++++ Excerpted records

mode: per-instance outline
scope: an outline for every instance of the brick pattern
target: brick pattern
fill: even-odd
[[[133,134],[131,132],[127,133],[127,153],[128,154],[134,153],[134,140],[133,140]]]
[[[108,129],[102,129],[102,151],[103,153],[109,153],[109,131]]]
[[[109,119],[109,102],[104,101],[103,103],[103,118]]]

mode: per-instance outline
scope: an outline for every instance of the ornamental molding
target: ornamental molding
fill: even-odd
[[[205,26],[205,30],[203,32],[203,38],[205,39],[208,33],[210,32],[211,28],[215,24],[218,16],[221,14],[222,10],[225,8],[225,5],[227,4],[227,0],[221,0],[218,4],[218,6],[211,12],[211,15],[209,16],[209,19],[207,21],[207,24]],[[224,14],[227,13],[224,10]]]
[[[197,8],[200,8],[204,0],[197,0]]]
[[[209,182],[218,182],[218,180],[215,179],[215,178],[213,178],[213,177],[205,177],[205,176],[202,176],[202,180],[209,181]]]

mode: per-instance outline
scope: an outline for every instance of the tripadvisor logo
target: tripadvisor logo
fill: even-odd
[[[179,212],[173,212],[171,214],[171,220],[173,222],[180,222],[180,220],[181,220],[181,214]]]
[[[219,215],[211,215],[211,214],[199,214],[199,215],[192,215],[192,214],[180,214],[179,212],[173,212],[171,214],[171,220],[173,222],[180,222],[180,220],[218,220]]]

++++++++

§ Work required: Rewrite all of the lines above, changing every "ornamental molding" to "decorative trim" and leaving everything else untouched.

§ Response to this task:
mode: per-instance outline
scope: an outline for every instance of the brick pattern
target: brick pattern
fill: even-odd
[[[133,134],[131,132],[127,133],[127,153],[128,154],[134,153],[134,140],[133,140]]]
[[[108,129],[102,129],[102,151],[103,153],[109,153],[109,131]]]
[[[109,119],[109,102],[104,101],[103,103],[103,118]]]

mode: per-instance outline
scope: an outline for every instance of the decorative trim
target: decorative trim
fill: even-odd
[[[205,26],[205,30],[203,32],[203,38],[205,39],[208,33],[210,32],[211,28],[215,24],[218,16],[221,14],[222,10],[225,8],[225,5],[227,4],[227,0],[221,0],[218,4],[218,6],[211,12],[211,15],[209,16],[209,19],[207,21],[207,24]],[[224,14],[227,13],[224,10]]]
[[[197,8],[200,8],[204,0],[197,0]]]
[[[209,182],[218,182],[218,180],[215,179],[215,178],[213,178],[213,177],[205,177],[205,176],[202,176],[202,180],[209,181]]]

mode: per-instance outline
scope: an outline for every instance of the tripadvisor logo
target: tripadvisor logo
fill: even-odd
[[[179,212],[173,212],[171,214],[171,220],[173,222],[180,222],[180,220],[181,220],[181,214]]]
[[[219,215],[211,215],[211,214],[199,214],[199,215],[192,215],[192,214],[180,214],[179,212],[173,212],[171,214],[171,220],[173,222],[180,222],[180,220],[218,220]]]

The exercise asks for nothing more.